Nous serons jugés sur nos actes

Le monde s’est senti coupable parce que l’élimination des Juifs d’Europe est un fait sans précédent dans les annales de l’humanité. Les atrocités n’ont pas manqué au cours de l’Histoire, mais une liquidation soigneusement planifiée à l’avance, visant à anéantir toute une population de la face de la Terre, était inédite. Les pays occidentaux se sont également sentis coupables de ne pas avoir ouvert leurs frontières aux réfugiés d’Allemagne et d’Autriche avant la Seconde Guerre mondiale. De plus, ils se sont bien gardés d’intervenir en 1942, quand le processus d’extermination était déjà connu. Ils n’ont pas bombardé, ne serait-ce qu’une fois, les lignes de chemin de fer conduisant aux chambres à gaz et aux fours crématoires, ni les camps de la mort, bien que près d’Auschwitz aient eu lieu des milliers de raids aériens et que des dizaines de bombes aient été larguées tandis que la machine de mort nazie tuait et brûlait 12 000 Juifs par jour. La cruelle vérité est que personne ne s’en souciait vraiment. Des centaines d’années de propagande antijuive, de persécutions, de pogroms et d’expulsions ont préparé le terrain à la haine.

La conclusion doit donc être sans équivoque. Dans notre monde cynique et cruel, nous devons continuer à renforcer l’armée israélienne, indépendamment de notre évolution politique. Le monde doit savoir qu’on ne veut plus jamais ça. Mais le renforcement de Tsahal ne dépend pas uniquement de nous. Il est aussi lié à l’image de notre pays dans le monde. Soixante-cinq ans après que les horreurs de l’Holocauste sont apparues au grand jour, de plus en plus de voix s’élèvent en Europe pour dire à Israël : plus jamais ça. Les sentiments de culpabilité ont eux aussi leurs limites. Dorénavant, nous vous traiterons comme un pays normal. Vous serez jugés sur vos actes, que cela vous plaise ou non.

## [Consigne 1]
Relevez et recopiez chaque ligne de la liste ci-dessous où figure la chaîne « sunglasses » ; la casse compte.
Le texte et la liste qui suit sont des documents indépendants l'un de l'autre.

## [Données d'entrée]
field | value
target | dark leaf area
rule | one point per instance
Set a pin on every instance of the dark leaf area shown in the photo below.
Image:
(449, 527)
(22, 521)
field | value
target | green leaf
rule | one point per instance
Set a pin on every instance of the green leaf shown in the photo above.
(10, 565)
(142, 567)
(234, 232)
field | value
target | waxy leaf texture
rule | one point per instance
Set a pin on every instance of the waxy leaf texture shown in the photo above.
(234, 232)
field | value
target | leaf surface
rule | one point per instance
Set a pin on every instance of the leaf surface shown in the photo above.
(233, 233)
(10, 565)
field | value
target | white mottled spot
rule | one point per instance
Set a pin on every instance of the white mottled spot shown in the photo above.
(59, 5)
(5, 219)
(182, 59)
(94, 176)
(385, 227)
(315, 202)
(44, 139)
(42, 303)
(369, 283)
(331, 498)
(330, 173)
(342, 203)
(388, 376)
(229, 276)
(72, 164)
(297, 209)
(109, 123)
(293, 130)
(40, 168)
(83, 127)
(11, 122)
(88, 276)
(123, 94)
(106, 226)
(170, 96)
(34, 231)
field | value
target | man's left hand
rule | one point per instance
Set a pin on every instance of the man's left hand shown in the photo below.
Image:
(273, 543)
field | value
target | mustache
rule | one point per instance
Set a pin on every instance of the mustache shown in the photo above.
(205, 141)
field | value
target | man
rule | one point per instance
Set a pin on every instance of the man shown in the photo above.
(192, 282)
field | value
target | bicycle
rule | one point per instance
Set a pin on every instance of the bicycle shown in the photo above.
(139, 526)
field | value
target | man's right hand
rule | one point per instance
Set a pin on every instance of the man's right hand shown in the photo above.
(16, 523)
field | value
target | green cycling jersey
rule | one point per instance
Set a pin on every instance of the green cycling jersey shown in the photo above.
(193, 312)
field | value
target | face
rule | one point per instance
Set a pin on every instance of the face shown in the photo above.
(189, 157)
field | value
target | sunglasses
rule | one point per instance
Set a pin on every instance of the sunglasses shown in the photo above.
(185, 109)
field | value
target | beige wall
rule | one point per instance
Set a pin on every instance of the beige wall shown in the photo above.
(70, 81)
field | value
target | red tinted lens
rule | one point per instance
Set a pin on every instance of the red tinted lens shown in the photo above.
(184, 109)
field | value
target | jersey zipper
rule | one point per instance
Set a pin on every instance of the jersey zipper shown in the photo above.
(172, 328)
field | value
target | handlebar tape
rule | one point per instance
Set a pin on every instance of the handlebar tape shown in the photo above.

## [Consigne 2]
D'après le texte, combien de Juifs la machine de mort nazie tuait-elle et brûlait-elle chaque jour ?

## [Réponse attendue 1]
target | sunglasses
Set a pin on every instance of the sunglasses shown in the photo above.

## [Réponse attendue 2]
12 000 Juifs par jour.